:: Passage given ::

Judge: Bruce G. Iwasaki, Case: 23STCV05002, Date: 2023-08-04 Tentative Ruling



Case Number: 23STCV05002    Hearing Date: August 4, 2023    Dept: 58

Judge Bruce G. Iwasaki

Department 58


Hearing Date:             August 4, 2023

Case Name:                Daisy Navia v. Dollar Tree Stores, Inc.

Case No.:                   23STCV03871

Matter:                        Motion to Compel Arbitration

Moving Party:             Defendant Dollar Tree Stores, Inc.

Responding Party:      Plaintiff Daisy Navia

Tentative Ruling:      The Motion to Compel Arbitration is granted; the matter is stayed pending resolution of arbitration.

 

In this employment action filed on March 7, 2023, Plaintiff Daisy Navia (Plaintiff) filed an eleven-count complaint against her former employer, Defendant Dollar Tree Stores, Inc. (Defendant). The allegations include FEHA violations, wrongful termination claims, an intentional infliction of emotional distress claim, and a Business and Professions Code section 17200 claim.

 

            On July 11, 2023, Defendant filed a motion to compel arbitration pursuant to a 2020 “Mutual Agreement to Arbitrate Claims;” alternatively, Defendant seeks to compel arbitration pursuant to the parties’ 2017 arbitration agreement. In opposition, Plaintiff argues the 2020 arbitration agreement is invalid and the 2017 arbitration agreement is unenforceable based on unconscionability. A reply was filed.[1]

 

            The motion to compel arbitration is granted as to Defendant Dollar Tree Stores, Inc.[2] The matter is stayed pending the outcome of arbitration.

 

            Evidentiary Issues

 

            Defendant requests the Court take judicial notice of Exhibit 1-9 under Evidence Code section 452, subdivision (d). While the Court may take judicial of court records, these other court rulings are not relevant to the proceedings here and the Court denies the request for judicial notice. Defendant also requests the Court take judicial notice of Exhibit 10 pursuant to Evidence Code section 452, subdivision (h). The Court will grant Defendant’s unopposed request for judicial notice of Exhibit 10. (De Leon v. Pinnacle Property Management Services, LLC (2021) 72 Cal.App.5th 476, 493, fn. 3.)

:::

Exercise task A: Reproduce the stretch of the tentative ruling from "Evidentiary Issues" through "493, fn. 3.)".
Exercise task B: According to the tentative ruling, on what date was the employment action filed?

:: Data supplied ::

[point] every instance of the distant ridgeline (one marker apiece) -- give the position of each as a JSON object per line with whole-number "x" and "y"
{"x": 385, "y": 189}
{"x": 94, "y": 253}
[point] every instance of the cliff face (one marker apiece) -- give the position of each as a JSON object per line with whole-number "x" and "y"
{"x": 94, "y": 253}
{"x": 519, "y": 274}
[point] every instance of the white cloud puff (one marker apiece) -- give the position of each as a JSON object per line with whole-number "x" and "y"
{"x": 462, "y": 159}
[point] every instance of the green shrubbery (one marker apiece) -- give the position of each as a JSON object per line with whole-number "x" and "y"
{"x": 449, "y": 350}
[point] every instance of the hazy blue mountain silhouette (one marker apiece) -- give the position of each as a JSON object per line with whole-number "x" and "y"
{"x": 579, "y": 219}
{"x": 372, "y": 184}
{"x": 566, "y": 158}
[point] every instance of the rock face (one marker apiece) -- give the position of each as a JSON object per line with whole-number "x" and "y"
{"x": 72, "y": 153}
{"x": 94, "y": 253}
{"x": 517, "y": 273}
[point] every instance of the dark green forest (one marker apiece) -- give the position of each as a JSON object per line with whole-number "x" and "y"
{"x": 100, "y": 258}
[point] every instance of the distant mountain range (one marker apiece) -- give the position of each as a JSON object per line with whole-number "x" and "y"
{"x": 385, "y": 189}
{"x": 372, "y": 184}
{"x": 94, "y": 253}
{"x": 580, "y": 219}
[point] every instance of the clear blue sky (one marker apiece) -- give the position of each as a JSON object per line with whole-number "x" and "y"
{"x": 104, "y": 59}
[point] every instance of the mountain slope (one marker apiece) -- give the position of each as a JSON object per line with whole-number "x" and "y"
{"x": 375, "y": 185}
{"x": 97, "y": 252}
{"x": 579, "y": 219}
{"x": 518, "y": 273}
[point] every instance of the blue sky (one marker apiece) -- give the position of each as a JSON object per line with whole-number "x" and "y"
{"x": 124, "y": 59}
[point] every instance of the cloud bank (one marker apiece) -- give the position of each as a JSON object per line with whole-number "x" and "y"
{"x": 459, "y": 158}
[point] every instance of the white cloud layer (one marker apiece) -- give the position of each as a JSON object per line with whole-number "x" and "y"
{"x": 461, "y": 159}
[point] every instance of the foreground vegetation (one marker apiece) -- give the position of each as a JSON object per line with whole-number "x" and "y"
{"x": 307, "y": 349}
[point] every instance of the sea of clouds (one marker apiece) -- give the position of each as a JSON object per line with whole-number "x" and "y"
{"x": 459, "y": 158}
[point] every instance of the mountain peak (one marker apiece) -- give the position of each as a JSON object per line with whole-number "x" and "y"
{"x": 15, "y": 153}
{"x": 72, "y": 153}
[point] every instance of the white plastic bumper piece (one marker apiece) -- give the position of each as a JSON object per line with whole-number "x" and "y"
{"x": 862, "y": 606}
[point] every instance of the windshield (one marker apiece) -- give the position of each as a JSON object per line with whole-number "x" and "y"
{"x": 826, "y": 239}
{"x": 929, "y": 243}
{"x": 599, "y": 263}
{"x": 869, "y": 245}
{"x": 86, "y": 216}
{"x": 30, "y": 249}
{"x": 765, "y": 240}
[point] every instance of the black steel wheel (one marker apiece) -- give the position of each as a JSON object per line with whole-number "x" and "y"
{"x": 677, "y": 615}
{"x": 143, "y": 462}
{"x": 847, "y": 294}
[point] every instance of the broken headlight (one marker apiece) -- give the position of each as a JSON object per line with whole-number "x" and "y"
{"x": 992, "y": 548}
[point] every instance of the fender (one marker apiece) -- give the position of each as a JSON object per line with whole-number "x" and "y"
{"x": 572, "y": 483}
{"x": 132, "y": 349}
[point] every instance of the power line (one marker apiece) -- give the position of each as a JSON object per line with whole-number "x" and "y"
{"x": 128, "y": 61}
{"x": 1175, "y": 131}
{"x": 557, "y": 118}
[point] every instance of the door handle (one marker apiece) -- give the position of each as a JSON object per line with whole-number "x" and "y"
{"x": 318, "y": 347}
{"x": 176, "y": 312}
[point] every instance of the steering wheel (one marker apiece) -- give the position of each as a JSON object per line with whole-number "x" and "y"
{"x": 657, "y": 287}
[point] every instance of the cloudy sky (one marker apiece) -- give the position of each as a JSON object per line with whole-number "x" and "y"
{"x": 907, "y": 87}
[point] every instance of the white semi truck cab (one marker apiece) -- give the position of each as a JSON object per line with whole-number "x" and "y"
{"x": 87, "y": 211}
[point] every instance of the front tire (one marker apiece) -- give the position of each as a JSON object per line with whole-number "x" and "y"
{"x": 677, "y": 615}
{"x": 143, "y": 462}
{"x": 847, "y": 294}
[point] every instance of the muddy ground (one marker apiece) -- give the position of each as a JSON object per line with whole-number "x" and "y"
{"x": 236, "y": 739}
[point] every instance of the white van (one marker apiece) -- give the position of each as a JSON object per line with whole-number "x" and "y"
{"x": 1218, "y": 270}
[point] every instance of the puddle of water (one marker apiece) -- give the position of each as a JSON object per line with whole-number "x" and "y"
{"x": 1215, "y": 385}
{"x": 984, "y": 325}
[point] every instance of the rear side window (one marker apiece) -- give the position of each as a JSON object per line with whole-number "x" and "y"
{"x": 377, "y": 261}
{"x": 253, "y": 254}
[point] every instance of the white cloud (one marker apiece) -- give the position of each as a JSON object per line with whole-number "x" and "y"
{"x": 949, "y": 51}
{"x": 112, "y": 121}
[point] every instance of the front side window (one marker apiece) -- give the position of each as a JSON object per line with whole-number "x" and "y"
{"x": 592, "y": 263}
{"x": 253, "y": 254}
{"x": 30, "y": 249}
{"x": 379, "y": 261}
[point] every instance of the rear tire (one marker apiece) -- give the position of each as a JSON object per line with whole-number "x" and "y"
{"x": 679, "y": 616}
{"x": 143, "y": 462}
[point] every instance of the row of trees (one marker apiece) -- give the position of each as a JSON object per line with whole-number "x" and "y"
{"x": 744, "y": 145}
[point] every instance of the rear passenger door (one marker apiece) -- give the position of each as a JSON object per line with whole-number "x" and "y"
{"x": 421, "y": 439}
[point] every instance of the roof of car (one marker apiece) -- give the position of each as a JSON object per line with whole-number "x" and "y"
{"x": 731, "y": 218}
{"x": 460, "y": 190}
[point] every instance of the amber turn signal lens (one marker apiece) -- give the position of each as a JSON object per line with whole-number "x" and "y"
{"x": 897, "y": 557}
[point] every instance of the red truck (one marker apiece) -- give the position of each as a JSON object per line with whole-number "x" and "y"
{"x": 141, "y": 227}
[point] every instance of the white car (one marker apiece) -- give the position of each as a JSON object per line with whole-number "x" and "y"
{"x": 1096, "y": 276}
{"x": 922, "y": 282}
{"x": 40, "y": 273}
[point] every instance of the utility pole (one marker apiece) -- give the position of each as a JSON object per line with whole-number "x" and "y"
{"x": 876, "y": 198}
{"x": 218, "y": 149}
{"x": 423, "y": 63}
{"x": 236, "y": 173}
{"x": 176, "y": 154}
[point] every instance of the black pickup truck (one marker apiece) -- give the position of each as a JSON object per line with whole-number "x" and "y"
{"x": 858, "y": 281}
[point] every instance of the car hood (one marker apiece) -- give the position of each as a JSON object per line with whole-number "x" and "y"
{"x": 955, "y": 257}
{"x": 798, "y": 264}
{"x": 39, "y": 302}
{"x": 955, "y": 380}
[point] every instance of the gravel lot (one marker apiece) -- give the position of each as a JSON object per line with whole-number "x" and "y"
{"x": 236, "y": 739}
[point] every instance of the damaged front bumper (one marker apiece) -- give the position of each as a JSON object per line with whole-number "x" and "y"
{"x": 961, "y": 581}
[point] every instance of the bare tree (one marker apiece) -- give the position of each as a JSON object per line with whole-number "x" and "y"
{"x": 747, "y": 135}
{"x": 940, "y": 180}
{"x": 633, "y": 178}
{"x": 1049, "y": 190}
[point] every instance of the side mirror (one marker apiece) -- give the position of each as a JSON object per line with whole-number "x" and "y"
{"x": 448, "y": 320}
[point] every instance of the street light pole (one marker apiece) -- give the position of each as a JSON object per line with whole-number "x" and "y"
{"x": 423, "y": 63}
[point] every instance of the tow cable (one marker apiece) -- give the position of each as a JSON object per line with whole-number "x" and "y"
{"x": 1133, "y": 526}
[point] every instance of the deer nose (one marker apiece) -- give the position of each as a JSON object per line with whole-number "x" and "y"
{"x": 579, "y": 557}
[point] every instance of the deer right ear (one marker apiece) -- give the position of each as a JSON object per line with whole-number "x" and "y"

:::

Right answer A:
Evidentiary Issues

 

            Defendant requests the Court take judicial notice of Exhibit 1-9 under Evidence Code section 452, subdivision (d). While the Court may take judicial of court records, these other court rulings are not relevant to the proceedings here and the Court denies the request for judicial notice. Defendant also requests the Court take judicial notice of Exhibit 10 pursuant to Evidence Code section 452, subdivision (h). The Court will grant Defendant’s unopposed request for judicial notice of Exhibit 10. (De Leon v. Pinnacle Property Management Services, LLC (2021) 72 Cal.App.5th 476, 493, fn. 3.)

Right answer B: March 7, 2023